### Belge bölümü
+-------+

İranlı bir yönetmen olarak Asghar Farhadi’yi Bir Ayrılık filmi ile tanıdı dünya. Hatta bu film ile Farhadi, Oscarlık olmanın yanında Times dergisinin belirlediği dünyanın 100 etkili ismi arasına girme fırsatını da yakalamış oldu. Dileğimiz odur ki; bu yüz etkili isim arasında dünya durdukça ismi dursun. Fakat unutmayalım ki; Farhadi’yi Farhadi yapan ne Bir Ayrılık ne de aldığı prestijli ödüllerdir. O her şeyden önce Güzel Şehir (Şahri Ziba) ile gerçek sinemaseverlerin gönlünde yerini almıştır.
Bu yılki Oscar gecesinde adından bir kez daha bahsetmeyi başardı Asghar Farhadi. Orijinal ismi Forushande, Türkçe Satıcı, İngilizce ise The Salesman olarak okunan filmi ile Batı entelijansiyasının merakını üzerine çekmiş oldu. Sanat dediğinde zaten biraz bu değil midir? Başkalarının dikkatini çekmek! Bu dikkate değer yanlarıyla Farhadi’ye hakkını teslim etmekten uzak kalacak değiliz. Küçük, basit hikâyelerden olağanüstü detaylar çıkarma becerisi ile işini oldukça iyi yapan yönetmenler arasında yerini çoktan aldı bile. Daha çok İran’ın sosyo politik yapısına değinen, kadrajına küçük burjuva hayatları alarak nötr bir açıyla seyirciye yorum alanı bırakan yönetmenin en bildik numarası ise gizem. Bu gizem ile basit bir hikâyenin iki saat boyunca pür dikkat izlenmesini sağlayabiliyor. Ve bütün filmlerinde, seyirciye soru sorma imkânı veren bu gizemi dinamik bir unsur olarak fevkalade güzel kullanıyor.

+-------+

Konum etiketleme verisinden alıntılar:
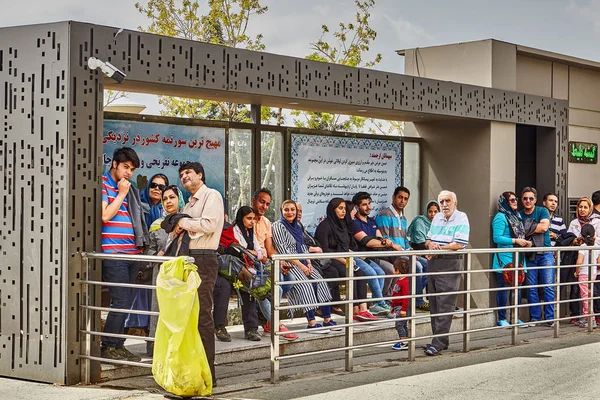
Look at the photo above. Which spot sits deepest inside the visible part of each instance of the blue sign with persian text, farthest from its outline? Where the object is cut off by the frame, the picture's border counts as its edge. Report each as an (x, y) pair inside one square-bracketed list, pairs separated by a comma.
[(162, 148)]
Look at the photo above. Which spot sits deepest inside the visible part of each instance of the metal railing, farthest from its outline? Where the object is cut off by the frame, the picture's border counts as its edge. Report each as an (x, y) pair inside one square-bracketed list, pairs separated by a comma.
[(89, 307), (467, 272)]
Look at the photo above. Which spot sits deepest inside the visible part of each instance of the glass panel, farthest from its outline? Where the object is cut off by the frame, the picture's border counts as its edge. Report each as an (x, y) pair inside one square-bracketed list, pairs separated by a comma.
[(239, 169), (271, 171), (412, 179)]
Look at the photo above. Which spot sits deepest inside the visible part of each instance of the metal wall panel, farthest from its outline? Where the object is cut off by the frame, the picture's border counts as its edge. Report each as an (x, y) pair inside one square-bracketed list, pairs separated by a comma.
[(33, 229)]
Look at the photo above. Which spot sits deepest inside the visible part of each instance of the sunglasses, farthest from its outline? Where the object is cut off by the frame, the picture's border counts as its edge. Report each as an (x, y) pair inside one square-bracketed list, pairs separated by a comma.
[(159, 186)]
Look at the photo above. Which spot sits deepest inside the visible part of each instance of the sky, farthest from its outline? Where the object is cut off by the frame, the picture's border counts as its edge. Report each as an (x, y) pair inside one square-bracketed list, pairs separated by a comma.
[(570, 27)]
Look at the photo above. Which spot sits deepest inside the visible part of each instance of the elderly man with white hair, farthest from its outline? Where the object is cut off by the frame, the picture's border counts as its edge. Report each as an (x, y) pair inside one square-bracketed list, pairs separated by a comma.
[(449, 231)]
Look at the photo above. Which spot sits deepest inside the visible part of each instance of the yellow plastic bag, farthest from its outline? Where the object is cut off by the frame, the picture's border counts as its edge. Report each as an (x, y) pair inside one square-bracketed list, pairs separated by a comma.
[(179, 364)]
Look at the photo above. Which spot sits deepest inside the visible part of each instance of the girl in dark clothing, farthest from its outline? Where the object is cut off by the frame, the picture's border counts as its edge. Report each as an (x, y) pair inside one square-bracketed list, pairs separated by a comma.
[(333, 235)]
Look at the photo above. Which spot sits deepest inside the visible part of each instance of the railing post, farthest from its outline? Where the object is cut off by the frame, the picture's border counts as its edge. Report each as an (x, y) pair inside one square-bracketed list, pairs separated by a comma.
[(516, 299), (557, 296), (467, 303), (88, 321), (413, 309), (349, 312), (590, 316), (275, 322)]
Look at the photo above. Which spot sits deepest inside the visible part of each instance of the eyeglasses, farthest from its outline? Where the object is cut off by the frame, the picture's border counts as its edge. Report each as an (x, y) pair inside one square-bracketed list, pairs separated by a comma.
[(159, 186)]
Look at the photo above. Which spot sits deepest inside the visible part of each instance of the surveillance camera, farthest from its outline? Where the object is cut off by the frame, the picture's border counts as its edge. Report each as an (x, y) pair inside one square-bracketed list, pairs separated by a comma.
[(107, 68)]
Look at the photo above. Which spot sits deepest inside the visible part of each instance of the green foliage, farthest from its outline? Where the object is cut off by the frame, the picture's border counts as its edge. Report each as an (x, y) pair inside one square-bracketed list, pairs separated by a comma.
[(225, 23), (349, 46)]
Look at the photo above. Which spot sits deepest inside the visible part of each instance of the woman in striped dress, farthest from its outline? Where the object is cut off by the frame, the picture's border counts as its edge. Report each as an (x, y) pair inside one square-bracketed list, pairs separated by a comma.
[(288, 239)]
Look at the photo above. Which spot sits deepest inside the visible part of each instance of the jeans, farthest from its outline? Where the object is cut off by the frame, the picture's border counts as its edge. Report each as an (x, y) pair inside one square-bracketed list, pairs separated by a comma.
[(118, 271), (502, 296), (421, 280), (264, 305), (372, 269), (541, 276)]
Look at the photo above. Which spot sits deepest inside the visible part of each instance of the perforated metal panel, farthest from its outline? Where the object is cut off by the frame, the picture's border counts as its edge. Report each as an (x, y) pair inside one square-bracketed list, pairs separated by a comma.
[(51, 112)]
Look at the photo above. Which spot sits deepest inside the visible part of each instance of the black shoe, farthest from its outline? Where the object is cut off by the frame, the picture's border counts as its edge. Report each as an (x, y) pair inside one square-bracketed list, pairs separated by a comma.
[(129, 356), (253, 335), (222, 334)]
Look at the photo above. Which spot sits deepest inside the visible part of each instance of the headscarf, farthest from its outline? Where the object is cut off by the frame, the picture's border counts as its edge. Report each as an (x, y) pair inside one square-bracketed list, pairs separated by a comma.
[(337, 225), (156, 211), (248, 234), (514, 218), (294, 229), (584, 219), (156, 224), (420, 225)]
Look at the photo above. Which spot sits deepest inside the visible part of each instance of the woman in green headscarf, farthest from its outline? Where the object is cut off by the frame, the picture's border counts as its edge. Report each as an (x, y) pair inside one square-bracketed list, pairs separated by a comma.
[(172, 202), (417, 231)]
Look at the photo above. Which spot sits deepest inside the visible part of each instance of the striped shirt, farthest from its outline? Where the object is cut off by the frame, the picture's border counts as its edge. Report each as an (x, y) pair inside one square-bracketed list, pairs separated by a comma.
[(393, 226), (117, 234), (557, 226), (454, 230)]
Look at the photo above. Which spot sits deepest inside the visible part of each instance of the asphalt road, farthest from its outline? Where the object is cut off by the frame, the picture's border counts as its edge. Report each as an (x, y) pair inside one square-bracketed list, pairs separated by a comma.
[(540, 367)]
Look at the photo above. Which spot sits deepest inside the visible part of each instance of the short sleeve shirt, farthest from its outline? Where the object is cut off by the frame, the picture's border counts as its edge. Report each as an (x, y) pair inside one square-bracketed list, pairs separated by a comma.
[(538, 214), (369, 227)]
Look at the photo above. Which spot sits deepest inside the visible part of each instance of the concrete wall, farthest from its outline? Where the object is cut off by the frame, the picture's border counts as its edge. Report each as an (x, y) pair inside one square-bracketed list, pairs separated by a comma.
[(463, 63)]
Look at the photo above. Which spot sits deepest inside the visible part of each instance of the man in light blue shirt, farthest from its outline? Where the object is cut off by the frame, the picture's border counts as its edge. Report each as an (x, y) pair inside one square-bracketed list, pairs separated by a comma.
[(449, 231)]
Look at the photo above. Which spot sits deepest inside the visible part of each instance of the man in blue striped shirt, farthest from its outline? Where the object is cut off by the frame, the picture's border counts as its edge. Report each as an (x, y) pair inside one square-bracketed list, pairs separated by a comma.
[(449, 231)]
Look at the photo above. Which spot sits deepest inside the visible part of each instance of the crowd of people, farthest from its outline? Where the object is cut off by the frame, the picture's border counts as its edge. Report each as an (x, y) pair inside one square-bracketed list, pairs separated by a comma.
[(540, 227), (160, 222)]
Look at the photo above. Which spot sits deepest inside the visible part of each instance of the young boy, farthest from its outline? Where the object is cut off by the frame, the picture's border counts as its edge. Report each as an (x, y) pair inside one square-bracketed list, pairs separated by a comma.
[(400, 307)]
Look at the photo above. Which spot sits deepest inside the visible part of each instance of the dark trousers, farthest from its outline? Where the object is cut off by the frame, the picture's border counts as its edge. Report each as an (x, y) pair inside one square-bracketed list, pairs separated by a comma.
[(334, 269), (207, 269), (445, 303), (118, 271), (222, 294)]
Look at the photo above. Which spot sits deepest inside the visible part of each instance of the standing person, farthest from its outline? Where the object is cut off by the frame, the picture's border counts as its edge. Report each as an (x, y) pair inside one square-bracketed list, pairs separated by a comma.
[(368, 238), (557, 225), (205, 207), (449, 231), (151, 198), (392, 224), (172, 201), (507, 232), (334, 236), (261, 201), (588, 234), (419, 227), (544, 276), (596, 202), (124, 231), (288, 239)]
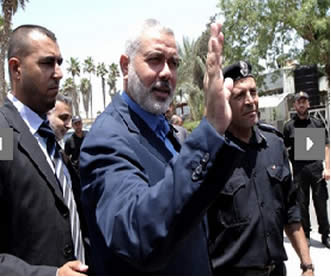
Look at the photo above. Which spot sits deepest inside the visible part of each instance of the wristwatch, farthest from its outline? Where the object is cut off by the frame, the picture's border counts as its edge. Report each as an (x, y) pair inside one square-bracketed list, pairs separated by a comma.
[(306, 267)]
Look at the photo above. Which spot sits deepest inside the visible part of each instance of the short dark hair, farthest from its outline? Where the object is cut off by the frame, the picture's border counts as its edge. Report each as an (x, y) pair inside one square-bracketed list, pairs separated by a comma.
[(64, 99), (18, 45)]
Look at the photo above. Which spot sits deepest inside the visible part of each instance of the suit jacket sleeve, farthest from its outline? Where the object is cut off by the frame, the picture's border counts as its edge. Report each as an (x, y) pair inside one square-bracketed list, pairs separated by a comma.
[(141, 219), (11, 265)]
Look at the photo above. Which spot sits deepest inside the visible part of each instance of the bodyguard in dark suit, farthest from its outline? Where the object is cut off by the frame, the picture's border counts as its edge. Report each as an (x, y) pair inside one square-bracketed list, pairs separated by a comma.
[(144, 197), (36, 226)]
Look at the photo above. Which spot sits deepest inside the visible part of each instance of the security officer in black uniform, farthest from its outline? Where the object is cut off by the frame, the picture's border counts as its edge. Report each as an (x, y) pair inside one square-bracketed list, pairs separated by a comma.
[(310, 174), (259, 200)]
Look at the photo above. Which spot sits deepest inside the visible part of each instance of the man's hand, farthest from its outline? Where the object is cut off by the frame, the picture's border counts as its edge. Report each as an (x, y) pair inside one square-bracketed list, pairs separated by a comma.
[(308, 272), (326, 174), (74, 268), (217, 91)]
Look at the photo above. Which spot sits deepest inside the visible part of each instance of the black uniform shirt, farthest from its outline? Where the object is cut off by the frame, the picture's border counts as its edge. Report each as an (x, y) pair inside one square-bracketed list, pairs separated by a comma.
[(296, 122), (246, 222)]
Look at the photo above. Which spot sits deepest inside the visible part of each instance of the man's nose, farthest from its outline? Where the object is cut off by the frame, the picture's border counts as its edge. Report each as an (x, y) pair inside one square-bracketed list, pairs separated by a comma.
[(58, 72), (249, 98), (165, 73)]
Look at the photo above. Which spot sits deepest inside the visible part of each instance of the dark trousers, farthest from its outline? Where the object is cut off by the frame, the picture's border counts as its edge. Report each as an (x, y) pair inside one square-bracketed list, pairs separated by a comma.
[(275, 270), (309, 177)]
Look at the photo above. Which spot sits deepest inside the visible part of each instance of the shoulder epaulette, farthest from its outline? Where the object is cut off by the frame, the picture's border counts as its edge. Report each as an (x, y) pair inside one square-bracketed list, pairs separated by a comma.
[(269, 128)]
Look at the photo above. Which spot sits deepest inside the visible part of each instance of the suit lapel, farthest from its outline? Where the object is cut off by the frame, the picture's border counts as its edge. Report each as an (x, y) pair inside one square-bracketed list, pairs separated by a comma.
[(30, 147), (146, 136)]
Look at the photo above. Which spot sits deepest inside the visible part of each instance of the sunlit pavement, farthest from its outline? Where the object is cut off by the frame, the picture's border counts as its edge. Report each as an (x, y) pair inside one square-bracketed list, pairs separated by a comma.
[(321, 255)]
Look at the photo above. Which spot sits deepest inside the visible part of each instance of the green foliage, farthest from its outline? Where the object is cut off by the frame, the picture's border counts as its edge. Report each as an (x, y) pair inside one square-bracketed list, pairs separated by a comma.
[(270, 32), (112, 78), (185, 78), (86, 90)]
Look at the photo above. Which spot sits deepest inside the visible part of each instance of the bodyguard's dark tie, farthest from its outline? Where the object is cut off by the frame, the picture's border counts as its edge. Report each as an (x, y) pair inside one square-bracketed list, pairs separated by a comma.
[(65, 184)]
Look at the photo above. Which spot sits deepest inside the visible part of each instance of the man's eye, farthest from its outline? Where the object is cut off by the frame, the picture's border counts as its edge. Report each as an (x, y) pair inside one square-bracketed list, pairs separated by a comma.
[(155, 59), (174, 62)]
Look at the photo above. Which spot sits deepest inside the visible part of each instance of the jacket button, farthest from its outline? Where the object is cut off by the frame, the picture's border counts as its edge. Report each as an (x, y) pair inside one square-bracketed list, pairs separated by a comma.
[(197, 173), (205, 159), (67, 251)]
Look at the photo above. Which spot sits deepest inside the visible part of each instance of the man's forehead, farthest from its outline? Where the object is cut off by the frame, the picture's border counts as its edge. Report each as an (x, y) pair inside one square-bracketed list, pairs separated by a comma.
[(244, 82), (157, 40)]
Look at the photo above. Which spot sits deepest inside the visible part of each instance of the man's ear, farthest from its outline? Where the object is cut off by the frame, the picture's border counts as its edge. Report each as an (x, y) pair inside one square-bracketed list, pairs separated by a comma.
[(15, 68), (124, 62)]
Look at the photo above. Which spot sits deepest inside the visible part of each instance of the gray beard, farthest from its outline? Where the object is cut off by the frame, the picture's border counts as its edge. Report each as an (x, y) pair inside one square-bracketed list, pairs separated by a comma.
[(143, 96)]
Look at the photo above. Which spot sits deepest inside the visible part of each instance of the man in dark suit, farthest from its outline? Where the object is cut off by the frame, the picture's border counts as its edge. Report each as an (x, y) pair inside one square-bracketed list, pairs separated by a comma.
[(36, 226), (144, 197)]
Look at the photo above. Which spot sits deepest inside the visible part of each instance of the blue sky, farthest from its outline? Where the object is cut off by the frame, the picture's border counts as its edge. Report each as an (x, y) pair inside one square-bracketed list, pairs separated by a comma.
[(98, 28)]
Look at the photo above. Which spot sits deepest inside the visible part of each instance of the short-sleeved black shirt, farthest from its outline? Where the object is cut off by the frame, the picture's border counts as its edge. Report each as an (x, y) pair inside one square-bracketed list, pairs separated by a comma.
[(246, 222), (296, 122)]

+-------+

### İstenen görev 1
Asghar Farhadi hakkındaki yazıda geçen "Bu gizem ile basit bir hikâyenin iki saat boyunca pür dikkat izlenmesini sağlayabiliyor." cümlesini İngilizceye çevirin.
### İstenen görev 2
Asghar Farhadi hakkındaki yazıda "İranlı bir yönetmen" ile "gönlünde yerini almıştır." arasındaki kısmı, bu ifadeler de dahil olmak üzere, olduğu gibi tekrarlayın.
### İstenen görev 3
Asghar Farhadi hakkındaki yazıya göre, İngilizcede The Salesman olarak bilinen filmin orijinal adı nedir?

### Doğru cevap 1
With this mystery, he is able to make a simple story watched with rapt attention for two hours.

### Doğru cevap 2
İranlı bir yönetmen olarak Asghar Farhadi’yi Bir Ayrılık filmi ile tanıdı dünya. Hatta bu film ile Farhadi, Oscarlık olmanın yanında Times dergisinin belirlediği dünyanın 100 etkili ismi arasına girme fırsatını da yakalamış oldu. Dileğimiz odur ki; bu yüz etkili isim arasında dünya durdukça ismi dursun. Fakat unutmayalım ki; Farhadi’yi Farhadi yapan ne Bir Ayrılık ne de aldığı prestijli ödüllerdir. O her şeyden önce Güzel Şehir (Şahri Ziba) ile gerçek sinemaseverlerin gönlünde yerini almıştır.

### Doğru cevap 3
Forushande.